» The data
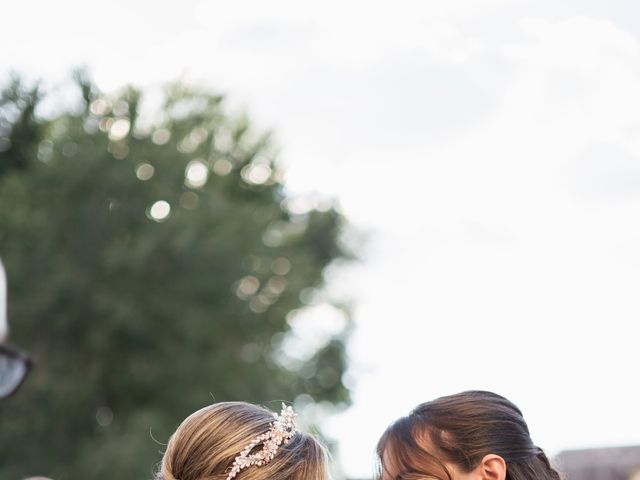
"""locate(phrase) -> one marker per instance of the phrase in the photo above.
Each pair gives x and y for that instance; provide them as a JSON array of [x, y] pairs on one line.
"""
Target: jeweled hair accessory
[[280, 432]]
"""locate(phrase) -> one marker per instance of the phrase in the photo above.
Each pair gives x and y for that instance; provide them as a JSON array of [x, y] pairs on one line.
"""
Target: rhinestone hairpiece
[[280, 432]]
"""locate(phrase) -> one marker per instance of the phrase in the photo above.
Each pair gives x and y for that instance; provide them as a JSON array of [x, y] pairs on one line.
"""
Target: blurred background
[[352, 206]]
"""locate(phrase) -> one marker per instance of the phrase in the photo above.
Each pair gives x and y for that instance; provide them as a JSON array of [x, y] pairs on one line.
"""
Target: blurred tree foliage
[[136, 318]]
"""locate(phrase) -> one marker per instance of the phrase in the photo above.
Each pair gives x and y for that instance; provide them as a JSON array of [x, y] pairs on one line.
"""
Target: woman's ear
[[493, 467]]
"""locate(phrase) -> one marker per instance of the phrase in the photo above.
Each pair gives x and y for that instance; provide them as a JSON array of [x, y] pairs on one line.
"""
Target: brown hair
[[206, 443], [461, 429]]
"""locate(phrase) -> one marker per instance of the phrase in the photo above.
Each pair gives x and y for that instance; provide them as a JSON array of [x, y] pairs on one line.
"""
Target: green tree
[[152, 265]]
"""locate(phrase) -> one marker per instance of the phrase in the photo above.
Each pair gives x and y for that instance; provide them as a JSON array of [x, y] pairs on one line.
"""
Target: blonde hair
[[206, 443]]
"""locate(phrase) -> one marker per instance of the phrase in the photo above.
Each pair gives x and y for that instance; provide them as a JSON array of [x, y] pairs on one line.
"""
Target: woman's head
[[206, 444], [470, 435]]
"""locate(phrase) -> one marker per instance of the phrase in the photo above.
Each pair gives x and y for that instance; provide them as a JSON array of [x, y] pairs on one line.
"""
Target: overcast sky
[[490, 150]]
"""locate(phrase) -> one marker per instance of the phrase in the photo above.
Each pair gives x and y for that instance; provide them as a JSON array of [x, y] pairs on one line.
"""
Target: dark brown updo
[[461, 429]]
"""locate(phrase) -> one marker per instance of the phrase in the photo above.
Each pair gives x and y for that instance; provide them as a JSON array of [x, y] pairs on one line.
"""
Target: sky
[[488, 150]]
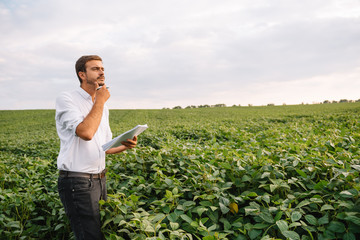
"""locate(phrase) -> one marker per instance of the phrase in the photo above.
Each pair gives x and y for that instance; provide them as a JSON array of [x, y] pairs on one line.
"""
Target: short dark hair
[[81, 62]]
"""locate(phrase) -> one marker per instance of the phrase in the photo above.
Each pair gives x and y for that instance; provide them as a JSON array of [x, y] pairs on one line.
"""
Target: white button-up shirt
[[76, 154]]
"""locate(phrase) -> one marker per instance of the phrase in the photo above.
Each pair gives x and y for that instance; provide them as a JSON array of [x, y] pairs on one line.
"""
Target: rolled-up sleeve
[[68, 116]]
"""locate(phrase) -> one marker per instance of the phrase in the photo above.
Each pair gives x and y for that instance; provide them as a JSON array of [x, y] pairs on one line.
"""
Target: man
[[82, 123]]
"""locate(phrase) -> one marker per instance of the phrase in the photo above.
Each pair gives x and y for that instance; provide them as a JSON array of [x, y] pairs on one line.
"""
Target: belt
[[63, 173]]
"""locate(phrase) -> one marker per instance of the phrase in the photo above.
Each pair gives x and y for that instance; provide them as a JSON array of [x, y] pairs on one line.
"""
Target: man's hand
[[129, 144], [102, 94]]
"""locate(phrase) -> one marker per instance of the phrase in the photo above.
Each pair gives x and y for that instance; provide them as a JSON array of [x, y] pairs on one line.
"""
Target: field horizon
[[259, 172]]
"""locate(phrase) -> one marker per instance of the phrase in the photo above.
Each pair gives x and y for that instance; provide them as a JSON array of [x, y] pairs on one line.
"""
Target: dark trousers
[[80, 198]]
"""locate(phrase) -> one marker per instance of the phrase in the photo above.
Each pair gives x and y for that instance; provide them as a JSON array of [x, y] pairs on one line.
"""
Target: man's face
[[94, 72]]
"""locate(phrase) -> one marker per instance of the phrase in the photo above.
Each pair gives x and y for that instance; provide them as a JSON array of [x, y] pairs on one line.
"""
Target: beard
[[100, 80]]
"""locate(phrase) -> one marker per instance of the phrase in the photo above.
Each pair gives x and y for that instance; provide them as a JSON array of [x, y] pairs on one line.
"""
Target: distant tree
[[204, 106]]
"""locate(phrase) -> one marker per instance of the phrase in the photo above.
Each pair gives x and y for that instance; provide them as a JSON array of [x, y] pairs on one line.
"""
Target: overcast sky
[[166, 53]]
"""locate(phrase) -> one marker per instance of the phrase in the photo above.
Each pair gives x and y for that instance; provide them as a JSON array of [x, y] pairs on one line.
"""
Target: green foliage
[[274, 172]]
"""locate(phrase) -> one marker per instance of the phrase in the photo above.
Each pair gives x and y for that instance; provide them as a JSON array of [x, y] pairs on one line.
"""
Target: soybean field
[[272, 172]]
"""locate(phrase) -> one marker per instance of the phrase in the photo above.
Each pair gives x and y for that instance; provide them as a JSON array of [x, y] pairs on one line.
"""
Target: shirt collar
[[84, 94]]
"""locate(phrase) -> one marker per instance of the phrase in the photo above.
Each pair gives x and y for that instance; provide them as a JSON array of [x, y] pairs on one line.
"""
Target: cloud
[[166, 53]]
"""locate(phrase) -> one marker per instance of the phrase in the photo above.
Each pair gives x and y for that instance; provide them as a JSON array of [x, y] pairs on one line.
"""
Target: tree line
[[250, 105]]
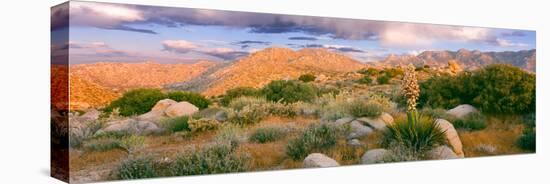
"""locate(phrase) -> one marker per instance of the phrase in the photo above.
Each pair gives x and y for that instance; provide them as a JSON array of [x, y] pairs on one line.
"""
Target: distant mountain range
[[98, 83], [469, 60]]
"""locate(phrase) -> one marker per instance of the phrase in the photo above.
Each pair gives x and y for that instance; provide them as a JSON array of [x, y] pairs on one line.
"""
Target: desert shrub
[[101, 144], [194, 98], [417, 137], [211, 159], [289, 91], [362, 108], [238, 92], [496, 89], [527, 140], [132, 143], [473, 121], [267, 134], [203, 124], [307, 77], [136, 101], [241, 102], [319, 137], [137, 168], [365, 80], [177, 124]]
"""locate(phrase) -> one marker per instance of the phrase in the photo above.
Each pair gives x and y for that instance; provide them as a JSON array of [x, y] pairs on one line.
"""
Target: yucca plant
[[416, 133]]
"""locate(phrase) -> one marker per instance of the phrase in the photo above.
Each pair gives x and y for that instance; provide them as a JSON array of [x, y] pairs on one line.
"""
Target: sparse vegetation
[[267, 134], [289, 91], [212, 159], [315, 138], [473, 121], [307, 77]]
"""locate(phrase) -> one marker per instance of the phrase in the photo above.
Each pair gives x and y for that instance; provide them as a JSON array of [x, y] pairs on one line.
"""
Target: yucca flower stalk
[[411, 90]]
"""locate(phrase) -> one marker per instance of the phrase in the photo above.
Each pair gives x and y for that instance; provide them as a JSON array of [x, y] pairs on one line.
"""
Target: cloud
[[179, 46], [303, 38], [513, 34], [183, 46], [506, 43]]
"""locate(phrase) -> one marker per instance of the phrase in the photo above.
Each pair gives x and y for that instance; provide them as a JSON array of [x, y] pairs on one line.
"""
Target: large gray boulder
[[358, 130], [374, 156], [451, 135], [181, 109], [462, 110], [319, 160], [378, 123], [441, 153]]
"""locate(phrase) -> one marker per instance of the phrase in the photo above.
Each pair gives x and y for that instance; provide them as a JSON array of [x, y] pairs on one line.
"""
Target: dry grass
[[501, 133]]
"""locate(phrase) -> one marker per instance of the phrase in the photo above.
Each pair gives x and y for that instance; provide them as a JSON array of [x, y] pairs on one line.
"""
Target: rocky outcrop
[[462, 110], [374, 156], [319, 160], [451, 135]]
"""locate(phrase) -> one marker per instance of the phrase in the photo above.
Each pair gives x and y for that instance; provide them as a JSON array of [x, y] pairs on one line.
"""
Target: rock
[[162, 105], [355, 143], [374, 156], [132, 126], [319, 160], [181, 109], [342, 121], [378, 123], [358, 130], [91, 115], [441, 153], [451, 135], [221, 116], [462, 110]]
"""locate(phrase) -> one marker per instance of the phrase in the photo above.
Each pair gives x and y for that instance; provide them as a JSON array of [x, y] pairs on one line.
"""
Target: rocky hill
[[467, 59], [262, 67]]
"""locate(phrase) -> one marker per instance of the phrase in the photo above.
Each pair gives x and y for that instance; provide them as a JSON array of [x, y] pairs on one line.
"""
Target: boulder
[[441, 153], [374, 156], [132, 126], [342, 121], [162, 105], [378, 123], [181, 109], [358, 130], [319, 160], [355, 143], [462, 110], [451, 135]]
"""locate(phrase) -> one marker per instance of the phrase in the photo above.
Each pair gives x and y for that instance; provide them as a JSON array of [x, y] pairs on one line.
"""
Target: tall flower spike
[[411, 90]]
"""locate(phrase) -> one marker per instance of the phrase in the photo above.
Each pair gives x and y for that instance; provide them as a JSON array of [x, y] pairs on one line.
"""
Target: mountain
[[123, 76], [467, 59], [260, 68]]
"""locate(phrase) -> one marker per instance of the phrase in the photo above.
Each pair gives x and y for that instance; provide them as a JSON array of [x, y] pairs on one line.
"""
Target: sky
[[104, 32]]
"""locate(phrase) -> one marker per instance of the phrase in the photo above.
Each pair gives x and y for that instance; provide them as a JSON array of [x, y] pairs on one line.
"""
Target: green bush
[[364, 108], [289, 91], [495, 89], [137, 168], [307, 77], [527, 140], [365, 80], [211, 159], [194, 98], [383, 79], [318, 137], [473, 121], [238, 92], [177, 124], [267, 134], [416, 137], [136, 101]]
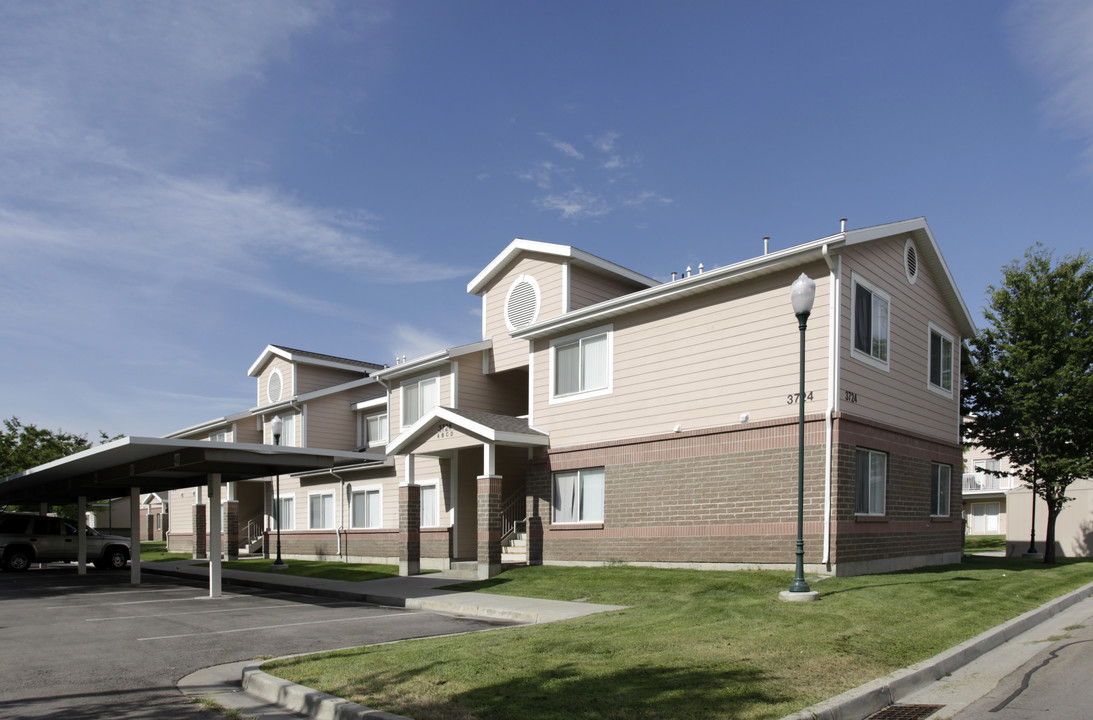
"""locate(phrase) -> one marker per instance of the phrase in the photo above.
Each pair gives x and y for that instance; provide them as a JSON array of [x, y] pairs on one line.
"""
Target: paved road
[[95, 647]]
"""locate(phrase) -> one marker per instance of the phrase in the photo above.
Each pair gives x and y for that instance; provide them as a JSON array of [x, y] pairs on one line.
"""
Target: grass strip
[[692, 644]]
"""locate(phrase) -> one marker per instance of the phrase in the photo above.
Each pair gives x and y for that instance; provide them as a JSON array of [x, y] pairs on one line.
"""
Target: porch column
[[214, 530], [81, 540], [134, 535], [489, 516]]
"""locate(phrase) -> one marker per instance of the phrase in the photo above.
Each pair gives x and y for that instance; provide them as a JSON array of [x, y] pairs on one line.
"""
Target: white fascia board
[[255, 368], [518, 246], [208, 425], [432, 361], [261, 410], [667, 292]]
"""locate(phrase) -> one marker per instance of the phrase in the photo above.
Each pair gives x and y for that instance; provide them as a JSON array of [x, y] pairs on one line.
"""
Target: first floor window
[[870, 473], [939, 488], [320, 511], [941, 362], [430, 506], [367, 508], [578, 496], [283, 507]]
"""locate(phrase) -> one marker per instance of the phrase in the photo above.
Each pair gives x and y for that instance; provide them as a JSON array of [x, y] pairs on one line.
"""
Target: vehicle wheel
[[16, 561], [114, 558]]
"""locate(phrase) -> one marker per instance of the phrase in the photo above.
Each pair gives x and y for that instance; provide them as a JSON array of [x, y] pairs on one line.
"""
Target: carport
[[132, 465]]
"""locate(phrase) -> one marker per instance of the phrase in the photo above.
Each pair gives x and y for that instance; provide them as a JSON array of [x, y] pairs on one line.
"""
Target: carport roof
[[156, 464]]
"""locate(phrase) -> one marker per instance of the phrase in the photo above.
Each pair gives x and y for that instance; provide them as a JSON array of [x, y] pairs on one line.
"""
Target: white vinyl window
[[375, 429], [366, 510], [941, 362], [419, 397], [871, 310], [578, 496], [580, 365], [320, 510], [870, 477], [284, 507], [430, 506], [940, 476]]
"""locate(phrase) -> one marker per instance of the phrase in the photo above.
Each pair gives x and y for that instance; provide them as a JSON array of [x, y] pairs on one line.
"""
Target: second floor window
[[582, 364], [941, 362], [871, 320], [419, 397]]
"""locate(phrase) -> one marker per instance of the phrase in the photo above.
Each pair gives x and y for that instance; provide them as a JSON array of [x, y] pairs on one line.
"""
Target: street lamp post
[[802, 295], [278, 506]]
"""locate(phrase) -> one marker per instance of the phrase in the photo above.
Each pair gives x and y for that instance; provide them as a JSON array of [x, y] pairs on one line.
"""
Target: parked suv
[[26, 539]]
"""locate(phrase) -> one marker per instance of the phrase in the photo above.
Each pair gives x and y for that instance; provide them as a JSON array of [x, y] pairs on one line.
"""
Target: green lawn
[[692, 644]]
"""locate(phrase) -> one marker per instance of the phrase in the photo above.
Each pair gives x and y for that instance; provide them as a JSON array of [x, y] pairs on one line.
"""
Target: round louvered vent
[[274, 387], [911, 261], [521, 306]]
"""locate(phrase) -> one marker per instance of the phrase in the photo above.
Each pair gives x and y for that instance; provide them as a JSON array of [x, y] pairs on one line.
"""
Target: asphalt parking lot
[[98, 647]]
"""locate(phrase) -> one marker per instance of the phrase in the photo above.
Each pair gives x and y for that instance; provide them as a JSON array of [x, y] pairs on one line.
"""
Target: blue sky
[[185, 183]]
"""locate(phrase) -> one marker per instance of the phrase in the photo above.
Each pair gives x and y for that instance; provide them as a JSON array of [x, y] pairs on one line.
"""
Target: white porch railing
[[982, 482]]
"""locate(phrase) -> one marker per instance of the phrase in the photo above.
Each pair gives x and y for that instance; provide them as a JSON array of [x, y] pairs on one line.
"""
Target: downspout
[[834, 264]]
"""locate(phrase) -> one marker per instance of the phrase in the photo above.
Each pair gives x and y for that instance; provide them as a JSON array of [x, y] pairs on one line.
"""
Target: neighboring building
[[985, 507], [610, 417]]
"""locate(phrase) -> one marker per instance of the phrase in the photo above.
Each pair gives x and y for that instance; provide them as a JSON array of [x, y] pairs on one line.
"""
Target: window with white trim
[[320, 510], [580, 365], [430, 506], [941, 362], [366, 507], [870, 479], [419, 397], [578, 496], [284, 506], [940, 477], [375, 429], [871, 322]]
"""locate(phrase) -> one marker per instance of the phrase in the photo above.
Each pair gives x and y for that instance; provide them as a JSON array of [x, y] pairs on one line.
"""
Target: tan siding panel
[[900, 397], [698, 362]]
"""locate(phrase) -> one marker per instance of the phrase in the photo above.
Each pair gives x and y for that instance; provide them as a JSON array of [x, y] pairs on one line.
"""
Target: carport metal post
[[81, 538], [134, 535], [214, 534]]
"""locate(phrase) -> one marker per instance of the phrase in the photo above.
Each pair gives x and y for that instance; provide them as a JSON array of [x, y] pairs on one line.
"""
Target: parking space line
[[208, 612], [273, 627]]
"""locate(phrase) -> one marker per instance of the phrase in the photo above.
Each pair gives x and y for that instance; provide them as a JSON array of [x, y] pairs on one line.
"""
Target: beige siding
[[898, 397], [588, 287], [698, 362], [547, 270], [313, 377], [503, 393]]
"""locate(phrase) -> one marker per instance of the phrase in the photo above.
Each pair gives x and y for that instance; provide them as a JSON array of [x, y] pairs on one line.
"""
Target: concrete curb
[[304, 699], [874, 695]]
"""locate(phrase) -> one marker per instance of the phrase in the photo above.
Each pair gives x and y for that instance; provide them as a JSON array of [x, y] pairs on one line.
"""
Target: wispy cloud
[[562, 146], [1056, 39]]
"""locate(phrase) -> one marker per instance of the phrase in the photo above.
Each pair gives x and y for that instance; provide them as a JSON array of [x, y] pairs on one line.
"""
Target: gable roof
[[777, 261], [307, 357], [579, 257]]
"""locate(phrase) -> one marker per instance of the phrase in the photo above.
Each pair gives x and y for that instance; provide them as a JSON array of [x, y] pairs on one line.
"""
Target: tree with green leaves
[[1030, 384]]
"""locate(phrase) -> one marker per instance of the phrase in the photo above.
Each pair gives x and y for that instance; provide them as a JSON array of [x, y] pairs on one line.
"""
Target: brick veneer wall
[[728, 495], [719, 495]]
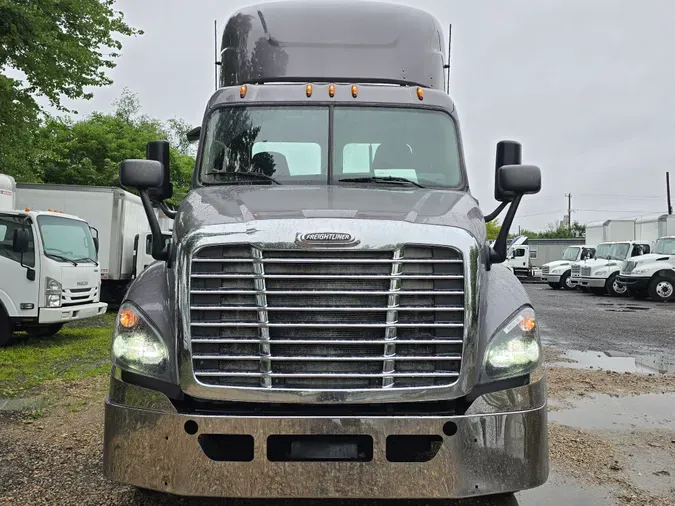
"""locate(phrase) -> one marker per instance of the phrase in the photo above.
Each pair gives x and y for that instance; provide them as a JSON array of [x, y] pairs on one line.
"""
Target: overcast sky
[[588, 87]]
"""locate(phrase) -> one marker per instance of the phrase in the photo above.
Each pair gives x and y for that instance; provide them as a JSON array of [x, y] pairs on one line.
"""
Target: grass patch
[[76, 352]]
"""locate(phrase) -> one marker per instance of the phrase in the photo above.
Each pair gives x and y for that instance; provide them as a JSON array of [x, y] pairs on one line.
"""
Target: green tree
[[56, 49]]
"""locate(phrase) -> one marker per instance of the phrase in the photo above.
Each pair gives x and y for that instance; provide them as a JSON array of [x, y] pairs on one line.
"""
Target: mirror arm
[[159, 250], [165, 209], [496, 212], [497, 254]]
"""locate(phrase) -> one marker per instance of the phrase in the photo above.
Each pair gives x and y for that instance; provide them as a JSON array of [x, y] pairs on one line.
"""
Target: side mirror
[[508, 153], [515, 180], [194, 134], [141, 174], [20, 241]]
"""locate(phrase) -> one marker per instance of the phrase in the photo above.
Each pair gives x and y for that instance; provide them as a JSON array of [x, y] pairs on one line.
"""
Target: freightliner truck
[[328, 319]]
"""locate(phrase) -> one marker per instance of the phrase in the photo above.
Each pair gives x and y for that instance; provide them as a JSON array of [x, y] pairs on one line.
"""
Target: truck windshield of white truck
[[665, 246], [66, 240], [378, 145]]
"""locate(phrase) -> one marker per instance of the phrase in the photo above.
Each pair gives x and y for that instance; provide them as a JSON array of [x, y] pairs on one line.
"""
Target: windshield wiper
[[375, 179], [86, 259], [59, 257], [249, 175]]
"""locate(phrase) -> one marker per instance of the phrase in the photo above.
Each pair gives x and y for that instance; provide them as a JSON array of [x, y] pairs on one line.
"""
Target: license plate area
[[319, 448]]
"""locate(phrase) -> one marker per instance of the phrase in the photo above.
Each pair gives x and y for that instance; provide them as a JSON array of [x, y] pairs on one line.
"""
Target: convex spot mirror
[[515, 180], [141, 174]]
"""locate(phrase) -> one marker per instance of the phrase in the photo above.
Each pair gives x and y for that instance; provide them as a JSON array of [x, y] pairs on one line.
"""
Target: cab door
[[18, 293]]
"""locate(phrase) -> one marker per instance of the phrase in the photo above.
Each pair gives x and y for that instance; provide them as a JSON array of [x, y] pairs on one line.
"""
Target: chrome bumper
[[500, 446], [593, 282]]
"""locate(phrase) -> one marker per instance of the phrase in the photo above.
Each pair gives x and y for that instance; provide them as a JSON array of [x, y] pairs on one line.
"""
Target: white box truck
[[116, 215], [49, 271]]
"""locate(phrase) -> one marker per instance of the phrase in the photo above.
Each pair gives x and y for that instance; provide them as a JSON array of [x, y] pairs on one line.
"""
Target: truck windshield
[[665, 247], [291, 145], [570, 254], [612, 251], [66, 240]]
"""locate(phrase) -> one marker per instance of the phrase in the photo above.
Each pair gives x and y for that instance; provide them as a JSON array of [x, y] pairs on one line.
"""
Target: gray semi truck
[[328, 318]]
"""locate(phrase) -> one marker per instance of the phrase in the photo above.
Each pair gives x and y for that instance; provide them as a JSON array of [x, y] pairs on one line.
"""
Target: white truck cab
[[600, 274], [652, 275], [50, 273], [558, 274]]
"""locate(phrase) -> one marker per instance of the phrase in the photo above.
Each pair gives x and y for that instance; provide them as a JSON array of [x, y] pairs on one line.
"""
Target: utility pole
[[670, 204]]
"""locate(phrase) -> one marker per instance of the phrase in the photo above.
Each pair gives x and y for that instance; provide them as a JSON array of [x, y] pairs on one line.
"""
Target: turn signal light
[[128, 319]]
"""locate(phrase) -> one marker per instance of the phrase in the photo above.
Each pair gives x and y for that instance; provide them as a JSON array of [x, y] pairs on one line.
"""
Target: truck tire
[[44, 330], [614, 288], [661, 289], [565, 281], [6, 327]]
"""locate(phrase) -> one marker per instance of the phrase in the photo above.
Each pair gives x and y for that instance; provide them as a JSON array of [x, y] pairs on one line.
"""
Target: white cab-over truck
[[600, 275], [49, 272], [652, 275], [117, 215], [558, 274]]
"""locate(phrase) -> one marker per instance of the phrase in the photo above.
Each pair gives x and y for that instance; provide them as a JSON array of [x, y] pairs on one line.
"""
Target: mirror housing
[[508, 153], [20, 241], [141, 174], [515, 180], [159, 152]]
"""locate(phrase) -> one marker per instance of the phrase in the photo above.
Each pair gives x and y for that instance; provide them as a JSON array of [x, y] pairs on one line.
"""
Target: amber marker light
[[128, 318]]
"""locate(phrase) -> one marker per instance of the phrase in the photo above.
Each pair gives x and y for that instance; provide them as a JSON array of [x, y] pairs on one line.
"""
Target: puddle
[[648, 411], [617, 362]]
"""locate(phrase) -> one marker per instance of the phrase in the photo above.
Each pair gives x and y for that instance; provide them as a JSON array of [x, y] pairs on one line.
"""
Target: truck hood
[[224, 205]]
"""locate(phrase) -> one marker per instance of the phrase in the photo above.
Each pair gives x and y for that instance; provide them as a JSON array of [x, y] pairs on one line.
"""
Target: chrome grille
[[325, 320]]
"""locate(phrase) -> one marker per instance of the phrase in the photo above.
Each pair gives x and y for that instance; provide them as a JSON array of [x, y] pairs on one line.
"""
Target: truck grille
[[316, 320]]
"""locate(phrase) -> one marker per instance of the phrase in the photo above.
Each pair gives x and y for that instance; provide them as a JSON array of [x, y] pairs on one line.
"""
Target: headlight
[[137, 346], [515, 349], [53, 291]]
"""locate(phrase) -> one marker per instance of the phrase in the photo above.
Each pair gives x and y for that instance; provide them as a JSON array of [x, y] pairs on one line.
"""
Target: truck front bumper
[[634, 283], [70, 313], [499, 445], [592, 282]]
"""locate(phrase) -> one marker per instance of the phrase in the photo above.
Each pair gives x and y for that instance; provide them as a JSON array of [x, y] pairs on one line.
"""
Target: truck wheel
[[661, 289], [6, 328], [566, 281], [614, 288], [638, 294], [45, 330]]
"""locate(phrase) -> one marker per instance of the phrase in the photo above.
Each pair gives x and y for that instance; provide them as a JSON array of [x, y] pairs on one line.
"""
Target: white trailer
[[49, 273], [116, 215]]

» What the task requires
Repeat exactly the lines from the one containing "Target: chrome grille" through the last line of the records above, both included, and nothing else.

» Task solution
Target: chrome grille
[[325, 320]]
"""locate(phrase) -> one marker per instance of the phrase in the photo above.
Each pair gives x and y for that instance; provide them as a JSON array of [x, y] pairs on one line.
"""
Target: truck grille
[[316, 320]]
"""locate(phrase) -> one marker per instance of the phrase in the photo above.
Each pair gives x and y for that instance; provide them as a JSON array of [x, y] pairs on one line.
"""
Target: headlight
[[137, 346], [515, 349], [53, 291]]
"""locate(phrase) -> one marker per instance of the phrase in the photo above.
Each pair gives x and y for that instance; provide them as a JSON array of [x, y] pairs on one line.
"""
Target: truck front bumper
[[634, 283], [70, 313], [499, 445], [592, 282]]
"""locate(phrase) -> one marker per instance of the phrase in the photo above.
Each pair gives x and y for that instance; provide them as a JSON array of [x, y] pairs on one line.
"""
Target: truck wheel
[[661, 289], [6, 328], [566, 281], [614, 288], [638, 294], [45, 330]]
"""locate(phrase) -> one marker per instance of the phrase in the photo above.
Each pair gives x and y for that instance; provide them as a JSON array of [x, y] pairs on one line.
"""
Target: white trailer
[[49, 273], [116, 215]]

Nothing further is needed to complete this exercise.